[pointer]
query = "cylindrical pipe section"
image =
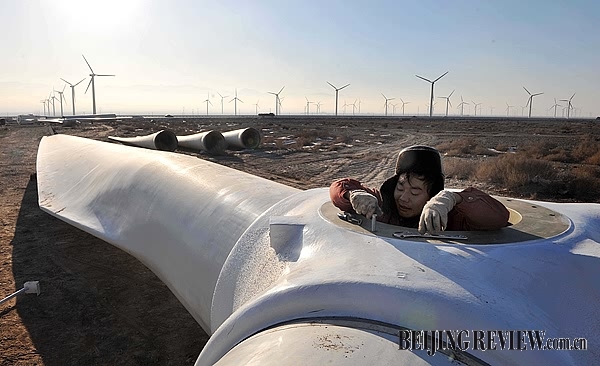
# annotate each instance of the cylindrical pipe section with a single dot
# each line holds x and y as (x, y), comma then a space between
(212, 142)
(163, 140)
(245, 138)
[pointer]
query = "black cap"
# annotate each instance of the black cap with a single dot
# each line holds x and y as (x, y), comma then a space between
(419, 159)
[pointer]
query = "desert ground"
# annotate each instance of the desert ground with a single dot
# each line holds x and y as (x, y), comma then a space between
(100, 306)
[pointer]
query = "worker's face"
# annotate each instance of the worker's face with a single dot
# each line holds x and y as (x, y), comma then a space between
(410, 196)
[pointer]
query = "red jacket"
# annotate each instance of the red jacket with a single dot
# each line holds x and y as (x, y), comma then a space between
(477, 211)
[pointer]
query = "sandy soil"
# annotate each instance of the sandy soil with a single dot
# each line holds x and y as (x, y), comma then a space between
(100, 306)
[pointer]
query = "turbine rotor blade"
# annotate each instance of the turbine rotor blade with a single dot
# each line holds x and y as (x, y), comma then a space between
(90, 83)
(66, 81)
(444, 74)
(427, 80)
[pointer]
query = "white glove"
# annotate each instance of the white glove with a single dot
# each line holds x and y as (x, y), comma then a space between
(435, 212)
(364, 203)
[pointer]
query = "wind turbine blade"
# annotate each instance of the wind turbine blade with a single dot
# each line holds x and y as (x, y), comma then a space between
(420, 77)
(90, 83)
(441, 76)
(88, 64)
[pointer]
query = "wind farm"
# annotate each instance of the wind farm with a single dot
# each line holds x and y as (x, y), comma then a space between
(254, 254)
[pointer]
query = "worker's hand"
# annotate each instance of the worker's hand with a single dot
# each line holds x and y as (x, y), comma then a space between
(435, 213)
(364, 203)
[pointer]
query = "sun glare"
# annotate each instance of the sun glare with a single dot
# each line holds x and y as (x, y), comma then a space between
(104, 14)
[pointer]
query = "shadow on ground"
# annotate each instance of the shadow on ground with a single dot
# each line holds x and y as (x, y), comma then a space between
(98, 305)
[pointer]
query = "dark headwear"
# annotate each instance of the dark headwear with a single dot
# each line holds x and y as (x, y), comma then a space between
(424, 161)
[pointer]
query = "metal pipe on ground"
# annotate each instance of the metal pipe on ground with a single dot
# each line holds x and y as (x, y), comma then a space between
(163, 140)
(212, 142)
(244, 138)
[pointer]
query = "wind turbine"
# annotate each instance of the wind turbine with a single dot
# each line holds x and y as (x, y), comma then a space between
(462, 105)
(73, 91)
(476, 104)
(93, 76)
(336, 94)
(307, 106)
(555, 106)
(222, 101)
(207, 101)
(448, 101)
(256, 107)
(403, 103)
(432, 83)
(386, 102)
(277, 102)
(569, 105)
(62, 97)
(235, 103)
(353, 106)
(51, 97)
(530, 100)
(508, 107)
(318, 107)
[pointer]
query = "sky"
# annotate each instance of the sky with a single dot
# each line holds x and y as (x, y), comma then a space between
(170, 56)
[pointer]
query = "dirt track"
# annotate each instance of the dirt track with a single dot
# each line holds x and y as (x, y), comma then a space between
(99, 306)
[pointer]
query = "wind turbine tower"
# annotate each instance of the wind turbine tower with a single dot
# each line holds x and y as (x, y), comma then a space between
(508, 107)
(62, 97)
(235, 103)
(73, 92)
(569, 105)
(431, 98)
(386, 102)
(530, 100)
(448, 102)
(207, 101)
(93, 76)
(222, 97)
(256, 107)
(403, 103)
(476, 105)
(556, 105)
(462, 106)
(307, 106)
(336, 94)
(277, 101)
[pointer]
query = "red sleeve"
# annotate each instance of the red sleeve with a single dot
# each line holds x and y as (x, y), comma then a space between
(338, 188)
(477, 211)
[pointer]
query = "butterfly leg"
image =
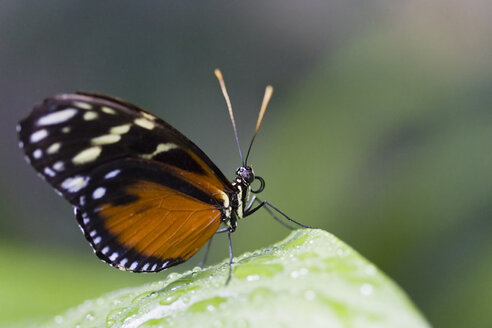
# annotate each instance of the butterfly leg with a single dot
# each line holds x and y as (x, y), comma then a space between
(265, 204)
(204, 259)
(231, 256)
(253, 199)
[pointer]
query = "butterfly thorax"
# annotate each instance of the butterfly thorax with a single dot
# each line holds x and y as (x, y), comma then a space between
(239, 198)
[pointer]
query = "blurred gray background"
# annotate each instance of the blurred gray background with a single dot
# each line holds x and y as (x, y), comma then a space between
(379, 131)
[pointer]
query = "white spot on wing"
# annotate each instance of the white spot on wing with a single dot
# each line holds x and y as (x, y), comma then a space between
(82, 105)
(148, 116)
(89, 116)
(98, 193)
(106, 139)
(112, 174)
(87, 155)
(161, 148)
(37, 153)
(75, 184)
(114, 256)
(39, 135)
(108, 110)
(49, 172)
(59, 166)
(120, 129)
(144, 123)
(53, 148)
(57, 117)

================

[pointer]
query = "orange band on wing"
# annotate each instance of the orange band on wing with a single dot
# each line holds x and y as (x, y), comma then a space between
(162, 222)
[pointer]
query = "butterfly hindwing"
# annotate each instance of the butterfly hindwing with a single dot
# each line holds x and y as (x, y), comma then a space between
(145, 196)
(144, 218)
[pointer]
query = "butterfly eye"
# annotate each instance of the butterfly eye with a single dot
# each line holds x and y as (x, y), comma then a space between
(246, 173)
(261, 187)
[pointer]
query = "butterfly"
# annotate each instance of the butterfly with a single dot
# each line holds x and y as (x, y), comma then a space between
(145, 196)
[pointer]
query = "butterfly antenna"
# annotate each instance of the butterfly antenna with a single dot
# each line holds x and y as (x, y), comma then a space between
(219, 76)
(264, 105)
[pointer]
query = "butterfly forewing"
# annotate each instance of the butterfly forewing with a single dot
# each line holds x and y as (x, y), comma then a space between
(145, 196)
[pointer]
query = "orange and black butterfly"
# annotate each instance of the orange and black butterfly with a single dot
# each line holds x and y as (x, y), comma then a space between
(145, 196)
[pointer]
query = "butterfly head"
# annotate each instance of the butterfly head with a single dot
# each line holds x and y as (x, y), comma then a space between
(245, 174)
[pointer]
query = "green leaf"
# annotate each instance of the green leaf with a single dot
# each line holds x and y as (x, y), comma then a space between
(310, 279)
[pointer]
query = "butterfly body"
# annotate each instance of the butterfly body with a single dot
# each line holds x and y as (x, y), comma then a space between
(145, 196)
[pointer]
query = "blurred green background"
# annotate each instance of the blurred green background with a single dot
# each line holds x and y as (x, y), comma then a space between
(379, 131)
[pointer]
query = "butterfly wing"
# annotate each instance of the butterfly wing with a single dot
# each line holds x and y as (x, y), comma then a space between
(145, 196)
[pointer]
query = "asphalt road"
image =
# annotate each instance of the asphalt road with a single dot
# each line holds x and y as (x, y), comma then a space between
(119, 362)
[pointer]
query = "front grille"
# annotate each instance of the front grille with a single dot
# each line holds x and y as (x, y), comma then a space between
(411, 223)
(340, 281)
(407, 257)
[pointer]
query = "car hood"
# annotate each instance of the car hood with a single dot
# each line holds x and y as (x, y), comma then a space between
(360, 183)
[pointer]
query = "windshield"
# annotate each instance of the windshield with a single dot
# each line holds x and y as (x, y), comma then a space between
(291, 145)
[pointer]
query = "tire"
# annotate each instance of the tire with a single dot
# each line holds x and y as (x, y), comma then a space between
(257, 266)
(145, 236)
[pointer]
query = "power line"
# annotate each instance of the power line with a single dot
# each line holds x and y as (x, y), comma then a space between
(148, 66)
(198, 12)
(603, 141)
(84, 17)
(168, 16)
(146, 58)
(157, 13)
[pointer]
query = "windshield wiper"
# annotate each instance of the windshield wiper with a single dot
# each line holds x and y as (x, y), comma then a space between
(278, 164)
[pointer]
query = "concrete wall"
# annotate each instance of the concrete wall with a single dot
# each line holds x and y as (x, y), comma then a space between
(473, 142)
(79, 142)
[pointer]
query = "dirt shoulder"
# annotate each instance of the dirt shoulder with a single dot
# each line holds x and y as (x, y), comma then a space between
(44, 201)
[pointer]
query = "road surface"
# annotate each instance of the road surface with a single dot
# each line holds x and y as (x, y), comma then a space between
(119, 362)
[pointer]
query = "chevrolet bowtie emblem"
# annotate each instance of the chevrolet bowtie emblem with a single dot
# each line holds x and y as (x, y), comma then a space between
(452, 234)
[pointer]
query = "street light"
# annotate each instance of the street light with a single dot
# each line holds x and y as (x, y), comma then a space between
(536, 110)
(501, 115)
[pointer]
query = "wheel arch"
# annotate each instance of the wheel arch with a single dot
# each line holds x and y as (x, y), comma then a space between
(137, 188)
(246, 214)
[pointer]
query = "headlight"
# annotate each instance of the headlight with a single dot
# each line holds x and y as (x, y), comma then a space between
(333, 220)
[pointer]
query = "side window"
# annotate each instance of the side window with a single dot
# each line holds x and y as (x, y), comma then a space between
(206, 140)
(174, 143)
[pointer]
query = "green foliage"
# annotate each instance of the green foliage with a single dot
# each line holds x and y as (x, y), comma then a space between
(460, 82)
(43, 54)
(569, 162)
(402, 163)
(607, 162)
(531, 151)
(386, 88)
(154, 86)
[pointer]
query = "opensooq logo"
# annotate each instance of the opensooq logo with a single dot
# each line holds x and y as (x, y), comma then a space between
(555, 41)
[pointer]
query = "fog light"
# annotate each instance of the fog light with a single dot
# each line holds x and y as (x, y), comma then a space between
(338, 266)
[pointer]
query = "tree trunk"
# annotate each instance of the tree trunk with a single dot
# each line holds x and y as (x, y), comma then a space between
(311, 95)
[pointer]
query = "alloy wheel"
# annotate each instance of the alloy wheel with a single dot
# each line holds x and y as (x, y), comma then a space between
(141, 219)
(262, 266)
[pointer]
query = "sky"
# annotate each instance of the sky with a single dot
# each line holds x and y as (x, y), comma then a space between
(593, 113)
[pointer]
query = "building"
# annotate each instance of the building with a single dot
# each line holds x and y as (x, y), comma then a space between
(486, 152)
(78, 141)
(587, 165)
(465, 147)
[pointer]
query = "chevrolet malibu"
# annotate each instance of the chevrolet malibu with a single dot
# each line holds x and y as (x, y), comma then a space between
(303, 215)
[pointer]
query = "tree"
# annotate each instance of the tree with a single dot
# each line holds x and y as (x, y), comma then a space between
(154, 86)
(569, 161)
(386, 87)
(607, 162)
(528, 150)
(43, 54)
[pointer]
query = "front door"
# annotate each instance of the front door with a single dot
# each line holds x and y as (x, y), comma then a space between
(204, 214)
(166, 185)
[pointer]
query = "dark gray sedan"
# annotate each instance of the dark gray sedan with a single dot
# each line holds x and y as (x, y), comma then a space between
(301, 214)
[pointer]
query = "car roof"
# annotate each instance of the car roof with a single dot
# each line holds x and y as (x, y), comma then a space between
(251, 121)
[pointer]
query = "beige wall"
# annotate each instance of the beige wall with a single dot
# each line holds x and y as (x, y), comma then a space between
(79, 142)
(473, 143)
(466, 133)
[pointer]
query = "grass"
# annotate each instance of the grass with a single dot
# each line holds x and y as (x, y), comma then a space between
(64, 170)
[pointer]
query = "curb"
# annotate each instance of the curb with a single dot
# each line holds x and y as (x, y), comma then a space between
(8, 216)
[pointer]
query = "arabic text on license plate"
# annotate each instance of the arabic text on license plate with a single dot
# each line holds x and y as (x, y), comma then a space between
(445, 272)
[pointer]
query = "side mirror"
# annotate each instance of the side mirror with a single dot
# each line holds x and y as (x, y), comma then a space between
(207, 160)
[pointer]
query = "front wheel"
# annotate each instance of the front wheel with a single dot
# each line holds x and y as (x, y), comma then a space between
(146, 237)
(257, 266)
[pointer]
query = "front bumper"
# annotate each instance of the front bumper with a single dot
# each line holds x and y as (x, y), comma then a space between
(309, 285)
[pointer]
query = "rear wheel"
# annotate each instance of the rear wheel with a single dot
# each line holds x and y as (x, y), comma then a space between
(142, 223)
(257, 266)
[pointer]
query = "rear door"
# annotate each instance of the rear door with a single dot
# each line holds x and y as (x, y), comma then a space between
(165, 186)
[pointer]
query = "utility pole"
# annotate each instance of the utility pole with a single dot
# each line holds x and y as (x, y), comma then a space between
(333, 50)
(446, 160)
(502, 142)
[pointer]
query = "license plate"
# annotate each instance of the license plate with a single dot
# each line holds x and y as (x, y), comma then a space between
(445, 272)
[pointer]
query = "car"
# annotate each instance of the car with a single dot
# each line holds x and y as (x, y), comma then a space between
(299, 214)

================

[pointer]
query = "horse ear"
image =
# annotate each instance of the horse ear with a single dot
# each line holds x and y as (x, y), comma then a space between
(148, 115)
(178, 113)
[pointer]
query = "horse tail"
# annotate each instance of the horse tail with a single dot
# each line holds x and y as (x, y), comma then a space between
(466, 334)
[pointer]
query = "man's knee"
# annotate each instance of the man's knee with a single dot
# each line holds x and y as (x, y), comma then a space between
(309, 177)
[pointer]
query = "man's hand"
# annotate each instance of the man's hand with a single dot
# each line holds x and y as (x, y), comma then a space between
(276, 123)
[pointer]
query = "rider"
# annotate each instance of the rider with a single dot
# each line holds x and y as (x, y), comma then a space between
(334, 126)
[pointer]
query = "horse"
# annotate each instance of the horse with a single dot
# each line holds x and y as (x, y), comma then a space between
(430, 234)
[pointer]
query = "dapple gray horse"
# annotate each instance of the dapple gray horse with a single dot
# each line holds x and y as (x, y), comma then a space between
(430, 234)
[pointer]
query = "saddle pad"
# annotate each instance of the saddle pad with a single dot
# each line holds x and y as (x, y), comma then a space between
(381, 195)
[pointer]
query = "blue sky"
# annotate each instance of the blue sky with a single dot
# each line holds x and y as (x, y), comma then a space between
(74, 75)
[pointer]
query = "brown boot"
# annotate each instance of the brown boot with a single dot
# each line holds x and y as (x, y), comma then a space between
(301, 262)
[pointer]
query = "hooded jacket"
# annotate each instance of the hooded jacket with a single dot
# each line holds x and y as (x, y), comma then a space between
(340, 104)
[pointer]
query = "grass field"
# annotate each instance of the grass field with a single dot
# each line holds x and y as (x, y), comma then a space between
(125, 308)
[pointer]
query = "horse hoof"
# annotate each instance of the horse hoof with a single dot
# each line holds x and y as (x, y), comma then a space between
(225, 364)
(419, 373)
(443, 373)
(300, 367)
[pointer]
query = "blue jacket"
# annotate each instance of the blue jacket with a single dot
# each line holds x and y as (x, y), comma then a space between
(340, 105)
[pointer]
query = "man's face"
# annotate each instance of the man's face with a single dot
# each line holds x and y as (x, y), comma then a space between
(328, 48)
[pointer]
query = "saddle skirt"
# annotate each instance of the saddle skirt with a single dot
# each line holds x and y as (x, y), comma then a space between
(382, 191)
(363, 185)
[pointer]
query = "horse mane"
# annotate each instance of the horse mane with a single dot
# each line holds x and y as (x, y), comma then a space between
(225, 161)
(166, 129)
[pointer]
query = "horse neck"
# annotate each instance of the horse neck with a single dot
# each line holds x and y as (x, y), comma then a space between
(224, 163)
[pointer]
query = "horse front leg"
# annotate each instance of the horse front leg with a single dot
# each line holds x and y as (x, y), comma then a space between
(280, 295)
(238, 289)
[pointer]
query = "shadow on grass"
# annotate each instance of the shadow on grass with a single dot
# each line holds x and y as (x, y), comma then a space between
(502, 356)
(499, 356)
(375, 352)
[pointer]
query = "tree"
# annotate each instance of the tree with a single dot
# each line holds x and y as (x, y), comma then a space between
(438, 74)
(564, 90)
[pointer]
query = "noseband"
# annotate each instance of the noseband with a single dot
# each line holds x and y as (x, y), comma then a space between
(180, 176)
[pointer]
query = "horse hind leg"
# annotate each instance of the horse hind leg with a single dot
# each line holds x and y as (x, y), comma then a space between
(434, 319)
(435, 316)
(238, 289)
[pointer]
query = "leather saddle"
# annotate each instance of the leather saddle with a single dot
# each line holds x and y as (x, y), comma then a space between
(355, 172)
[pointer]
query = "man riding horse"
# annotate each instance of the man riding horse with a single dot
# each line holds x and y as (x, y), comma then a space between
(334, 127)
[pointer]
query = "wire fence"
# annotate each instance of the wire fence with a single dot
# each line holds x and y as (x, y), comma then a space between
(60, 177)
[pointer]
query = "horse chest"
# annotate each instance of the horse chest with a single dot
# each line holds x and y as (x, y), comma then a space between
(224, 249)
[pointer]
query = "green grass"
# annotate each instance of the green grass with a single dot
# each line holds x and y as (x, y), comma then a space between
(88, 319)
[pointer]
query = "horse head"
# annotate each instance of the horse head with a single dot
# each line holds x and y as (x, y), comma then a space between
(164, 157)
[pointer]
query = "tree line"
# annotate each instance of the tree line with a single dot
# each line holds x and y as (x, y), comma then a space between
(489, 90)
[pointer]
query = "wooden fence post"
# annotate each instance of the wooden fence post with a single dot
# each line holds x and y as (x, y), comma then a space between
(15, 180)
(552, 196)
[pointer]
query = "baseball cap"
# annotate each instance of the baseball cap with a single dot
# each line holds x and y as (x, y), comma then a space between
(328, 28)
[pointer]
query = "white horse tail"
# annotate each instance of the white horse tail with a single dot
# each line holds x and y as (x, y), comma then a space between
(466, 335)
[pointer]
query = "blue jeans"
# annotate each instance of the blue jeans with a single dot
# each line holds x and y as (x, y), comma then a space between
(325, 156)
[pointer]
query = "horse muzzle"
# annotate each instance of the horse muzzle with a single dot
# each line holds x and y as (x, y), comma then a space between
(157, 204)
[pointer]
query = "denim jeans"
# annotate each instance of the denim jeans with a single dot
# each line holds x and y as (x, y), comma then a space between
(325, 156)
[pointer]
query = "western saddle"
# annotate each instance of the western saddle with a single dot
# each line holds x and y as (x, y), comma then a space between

================

Extract every line of the items above that contains the word "rotor", with case counting.

→ Problem solution:
query = "turbine rotor blade"
# annotate each instance of the turbine rotor blade with a single dot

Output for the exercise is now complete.